INFORMATION SUPPLIED:
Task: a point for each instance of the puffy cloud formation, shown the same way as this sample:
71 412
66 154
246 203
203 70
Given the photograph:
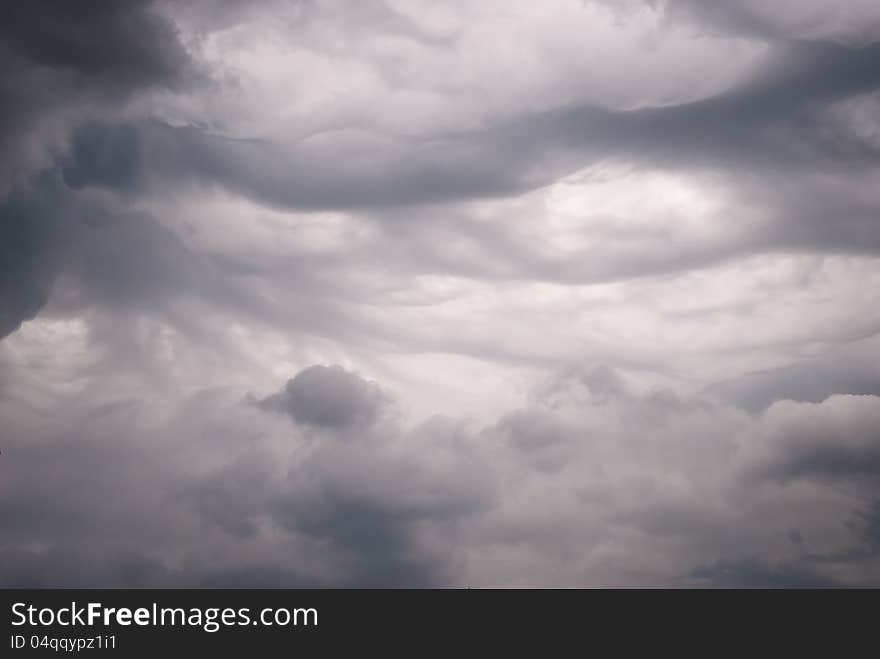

WHAT IS NEEDED:
The data above must be written out again without alteration, and the pictures in them must be excluded.

RESPONSE TO THIS TASK:
Task: a point for each instance of the puffy cloud formation, shown the same way as this sample:
71 412
66 154
246 203
203 70
Given the photograph:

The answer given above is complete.